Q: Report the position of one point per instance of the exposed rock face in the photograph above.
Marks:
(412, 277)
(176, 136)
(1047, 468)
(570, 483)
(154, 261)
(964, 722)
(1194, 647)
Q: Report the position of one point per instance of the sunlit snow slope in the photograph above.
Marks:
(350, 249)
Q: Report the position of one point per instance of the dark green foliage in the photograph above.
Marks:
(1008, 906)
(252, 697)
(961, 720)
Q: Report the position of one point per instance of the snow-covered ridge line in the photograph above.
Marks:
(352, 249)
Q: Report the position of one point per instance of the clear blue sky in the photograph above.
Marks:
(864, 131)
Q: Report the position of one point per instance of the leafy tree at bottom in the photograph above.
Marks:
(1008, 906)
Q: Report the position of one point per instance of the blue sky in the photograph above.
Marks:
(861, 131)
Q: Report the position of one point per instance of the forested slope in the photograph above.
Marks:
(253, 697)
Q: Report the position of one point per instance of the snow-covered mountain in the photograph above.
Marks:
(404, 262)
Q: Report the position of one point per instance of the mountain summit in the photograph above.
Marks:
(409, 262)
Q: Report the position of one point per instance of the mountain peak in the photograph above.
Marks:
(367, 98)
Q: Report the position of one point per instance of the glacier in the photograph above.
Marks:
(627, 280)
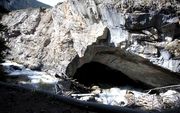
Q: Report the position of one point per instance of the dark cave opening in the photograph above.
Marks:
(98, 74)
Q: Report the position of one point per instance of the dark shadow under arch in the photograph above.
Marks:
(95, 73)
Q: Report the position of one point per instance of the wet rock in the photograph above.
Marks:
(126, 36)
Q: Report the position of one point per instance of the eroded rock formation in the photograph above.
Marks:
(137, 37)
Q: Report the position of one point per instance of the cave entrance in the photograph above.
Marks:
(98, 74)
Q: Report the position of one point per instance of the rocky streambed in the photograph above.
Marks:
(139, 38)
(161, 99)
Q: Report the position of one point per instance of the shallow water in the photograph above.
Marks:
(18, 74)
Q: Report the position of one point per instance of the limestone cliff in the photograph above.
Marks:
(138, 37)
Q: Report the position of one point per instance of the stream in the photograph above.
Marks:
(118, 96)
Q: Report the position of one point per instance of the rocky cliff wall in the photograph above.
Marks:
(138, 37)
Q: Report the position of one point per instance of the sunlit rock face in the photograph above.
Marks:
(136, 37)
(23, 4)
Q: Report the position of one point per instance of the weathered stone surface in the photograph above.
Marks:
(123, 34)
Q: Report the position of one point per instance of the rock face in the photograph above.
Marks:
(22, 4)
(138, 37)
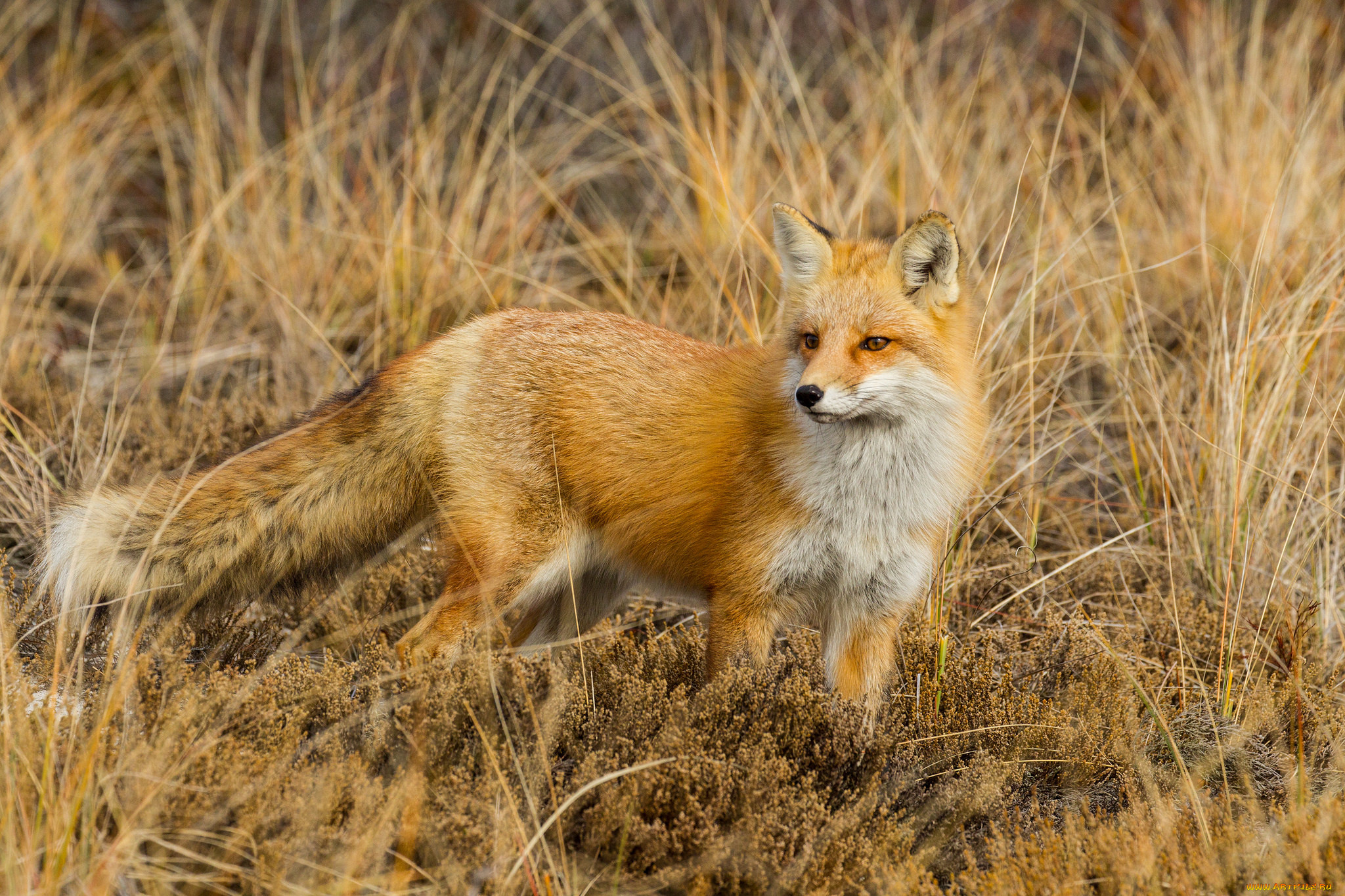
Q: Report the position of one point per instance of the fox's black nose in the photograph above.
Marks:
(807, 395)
==
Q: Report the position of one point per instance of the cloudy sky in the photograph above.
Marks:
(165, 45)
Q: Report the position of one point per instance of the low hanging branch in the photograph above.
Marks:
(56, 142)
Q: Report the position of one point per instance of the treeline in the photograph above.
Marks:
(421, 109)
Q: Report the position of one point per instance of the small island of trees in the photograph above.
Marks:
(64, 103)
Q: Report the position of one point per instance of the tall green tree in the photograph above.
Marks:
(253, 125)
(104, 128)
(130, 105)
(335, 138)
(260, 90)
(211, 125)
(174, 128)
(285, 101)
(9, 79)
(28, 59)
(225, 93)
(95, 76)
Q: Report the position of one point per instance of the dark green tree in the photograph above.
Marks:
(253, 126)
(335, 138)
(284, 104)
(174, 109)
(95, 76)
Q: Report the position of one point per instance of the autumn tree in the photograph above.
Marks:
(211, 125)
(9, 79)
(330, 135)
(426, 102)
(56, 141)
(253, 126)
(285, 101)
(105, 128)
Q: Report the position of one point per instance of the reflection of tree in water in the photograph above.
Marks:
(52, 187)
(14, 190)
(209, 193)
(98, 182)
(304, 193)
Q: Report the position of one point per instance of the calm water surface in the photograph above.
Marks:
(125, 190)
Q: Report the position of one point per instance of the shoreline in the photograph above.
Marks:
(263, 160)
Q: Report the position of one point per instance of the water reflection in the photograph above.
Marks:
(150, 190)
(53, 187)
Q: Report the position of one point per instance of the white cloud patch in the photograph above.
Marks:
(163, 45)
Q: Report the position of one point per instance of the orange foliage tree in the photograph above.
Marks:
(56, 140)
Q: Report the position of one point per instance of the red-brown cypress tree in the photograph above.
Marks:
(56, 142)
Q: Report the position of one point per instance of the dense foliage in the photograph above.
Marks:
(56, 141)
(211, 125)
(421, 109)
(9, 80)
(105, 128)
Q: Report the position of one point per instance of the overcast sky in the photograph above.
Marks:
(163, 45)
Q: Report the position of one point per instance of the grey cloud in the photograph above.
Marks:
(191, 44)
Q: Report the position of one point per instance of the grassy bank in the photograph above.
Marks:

» **SHORT PROBLEM**: In how many lines of the data above does the string "sunlit" appear, with case counting? Reply with the number only.

» **OUTPUT BELOW**: 2